**Exercise:** Where in the listing does the word "road" appear? Report each line that holds it.

**Material for this task:**
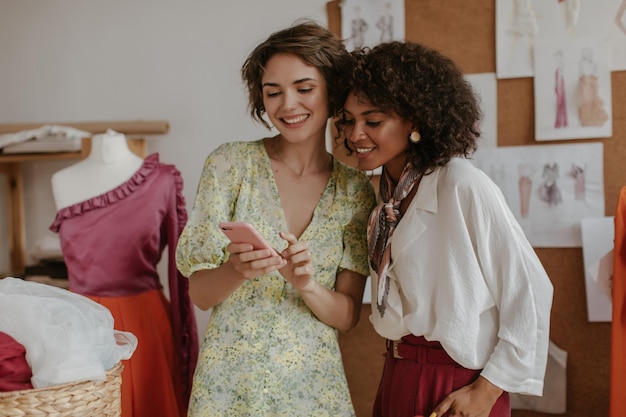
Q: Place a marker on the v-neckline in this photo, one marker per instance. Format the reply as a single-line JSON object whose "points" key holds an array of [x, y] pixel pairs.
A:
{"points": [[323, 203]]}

==

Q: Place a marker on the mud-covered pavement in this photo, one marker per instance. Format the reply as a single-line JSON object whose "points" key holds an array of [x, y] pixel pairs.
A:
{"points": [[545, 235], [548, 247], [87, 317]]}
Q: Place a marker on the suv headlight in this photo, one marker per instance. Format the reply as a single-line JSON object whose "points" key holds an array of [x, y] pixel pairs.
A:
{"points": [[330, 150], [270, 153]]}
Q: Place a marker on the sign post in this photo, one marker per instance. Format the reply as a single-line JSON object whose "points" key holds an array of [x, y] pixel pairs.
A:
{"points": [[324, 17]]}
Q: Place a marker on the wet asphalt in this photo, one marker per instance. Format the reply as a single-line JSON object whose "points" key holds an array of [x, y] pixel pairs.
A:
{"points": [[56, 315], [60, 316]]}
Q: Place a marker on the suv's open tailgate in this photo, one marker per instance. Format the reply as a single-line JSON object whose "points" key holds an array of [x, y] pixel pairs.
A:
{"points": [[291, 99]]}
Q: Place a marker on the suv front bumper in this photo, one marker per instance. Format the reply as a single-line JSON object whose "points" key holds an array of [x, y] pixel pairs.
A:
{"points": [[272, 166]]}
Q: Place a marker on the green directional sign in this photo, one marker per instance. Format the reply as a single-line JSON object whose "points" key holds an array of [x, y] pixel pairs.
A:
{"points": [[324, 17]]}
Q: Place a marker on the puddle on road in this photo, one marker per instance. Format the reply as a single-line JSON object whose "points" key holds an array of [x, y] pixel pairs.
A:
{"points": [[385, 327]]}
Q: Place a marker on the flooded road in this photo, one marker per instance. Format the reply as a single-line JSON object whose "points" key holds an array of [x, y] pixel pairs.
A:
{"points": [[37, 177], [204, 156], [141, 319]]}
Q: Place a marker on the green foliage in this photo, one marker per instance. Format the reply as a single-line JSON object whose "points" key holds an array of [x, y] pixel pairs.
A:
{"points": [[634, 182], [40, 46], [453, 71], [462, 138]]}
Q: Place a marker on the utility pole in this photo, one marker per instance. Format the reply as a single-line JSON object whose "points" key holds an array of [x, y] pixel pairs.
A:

**Expected answer:**
Q: Place a marker on the puddle on road in this photo, one marker per instance. Format the reply as a single-line JSON object whose "points" key holds an array of [x, y] pixel pairs.
Q: Place a marker on the flooded road in this photo, one marker per instance. Format the reply as a single-line JSON object whose "points" key holds an array of [x, y] pixel pairs.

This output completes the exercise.